LESETEXT =>
Aber bevor ich dazu komme, möchte ich noch eine Doberaner Besonderheit beschreiben. Die Münsterkirchengemeinde lässt es sich nicht nehmen, das Konzertpublikum, überwiegend Touristen, zu begrüßen. Die Begrüßungsworte aus dem letzten Jahr habe ich natürlich im Detail vergessen, geblieben ist eine positive Erinnerung. Immer ist es den Offiziellen der Münsterkirchengemeinde gelungen, eine kleine Geschichte zu erzählen und dabei einen Zusammenhang zu dem, was auf das Publikum zukam, herzustellen.

AUFGABEN =>
**A.** Wen begrüßt die Münsterkirchengemeinde laut dem Lesetext?
**B.** Schreiben Sie aus dem Lesetext den Teil von „Aber bevor ich“ bis einschließlich „Publikum zukam, herzustellen.“ wortgetreu ab.
Die Einträge braucht man hier nicht.

ZU PRÜFENDE EINTRÄGE =>

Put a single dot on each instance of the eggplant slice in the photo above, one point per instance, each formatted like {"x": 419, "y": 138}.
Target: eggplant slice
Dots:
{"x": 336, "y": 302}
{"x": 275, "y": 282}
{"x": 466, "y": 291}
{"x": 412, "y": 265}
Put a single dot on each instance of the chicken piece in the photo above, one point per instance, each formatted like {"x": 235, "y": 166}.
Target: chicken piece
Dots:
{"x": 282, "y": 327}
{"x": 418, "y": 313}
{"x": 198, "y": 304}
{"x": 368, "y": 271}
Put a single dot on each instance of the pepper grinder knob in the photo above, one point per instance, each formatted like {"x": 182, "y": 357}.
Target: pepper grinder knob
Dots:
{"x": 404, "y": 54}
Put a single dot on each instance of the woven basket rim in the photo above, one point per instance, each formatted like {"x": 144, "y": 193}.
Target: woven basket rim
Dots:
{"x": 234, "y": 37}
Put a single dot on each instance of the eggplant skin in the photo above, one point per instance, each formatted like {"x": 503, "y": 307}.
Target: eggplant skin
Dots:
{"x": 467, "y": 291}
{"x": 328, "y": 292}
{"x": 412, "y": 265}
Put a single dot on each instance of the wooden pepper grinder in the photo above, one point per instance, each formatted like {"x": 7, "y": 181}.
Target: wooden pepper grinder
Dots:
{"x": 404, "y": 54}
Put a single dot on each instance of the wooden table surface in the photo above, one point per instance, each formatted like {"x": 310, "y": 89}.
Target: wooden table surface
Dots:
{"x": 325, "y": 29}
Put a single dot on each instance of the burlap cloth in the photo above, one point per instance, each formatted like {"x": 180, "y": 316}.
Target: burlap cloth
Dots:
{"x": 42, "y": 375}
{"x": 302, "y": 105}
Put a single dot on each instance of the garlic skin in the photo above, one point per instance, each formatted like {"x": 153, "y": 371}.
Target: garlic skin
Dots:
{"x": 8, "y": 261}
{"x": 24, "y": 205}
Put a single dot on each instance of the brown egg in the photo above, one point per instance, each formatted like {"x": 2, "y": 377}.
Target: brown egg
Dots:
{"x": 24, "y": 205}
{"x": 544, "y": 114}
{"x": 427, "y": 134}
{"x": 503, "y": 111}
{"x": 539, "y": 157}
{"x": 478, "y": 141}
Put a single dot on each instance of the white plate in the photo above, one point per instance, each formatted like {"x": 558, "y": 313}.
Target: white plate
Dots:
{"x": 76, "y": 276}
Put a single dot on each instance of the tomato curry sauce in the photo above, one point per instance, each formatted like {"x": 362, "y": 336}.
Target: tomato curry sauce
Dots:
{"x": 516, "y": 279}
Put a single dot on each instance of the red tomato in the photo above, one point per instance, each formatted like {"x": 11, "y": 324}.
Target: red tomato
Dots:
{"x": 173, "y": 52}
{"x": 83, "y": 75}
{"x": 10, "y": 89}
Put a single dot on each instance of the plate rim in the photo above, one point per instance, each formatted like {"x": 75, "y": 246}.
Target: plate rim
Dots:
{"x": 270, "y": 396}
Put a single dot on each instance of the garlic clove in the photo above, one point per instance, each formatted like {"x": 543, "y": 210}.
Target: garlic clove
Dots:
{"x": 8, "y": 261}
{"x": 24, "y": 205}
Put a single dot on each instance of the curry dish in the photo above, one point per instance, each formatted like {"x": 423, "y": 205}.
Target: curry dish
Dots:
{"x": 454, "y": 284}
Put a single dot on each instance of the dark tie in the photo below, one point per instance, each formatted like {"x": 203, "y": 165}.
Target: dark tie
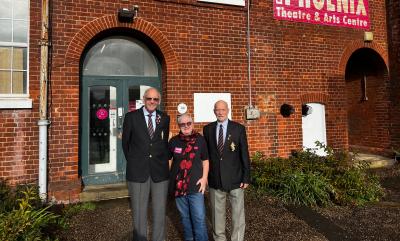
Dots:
{"x": 220, "y": 139}
{"x": 150, "y": 126}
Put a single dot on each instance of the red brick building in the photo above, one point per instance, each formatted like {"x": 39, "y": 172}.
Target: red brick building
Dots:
{"x": 184, "y": 47}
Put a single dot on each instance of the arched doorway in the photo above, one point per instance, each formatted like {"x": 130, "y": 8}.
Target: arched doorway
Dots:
{"x": 367, "y": 90}
{"x": 115, "y": 72}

ANTWORTEN =>
**A.** Das Konzertpublikum, überwiegend Touristen.

**B.**
Aber bevor ich dazu komme, möchte ich noch eine Doberaner Besonderheit beschreiben. Die Münsterkirchengemeinde lässt es sich nicht nehmen, das Konzertpublikum, überwiegend Touristen, zu begrüßen. Die Begrüßungsworte aus dem letzten Jahr habe ich natürlich im Detail vergessen, geblieben ist eine positive Erinnerung. Immer ist es den Offiziellen der Münsterkirchengemeinde gelungen, eine kleine Geschichte zu erzählen und dabei einen Zusammenhang zu dem, was auf das Publikum zukam, herzustellen.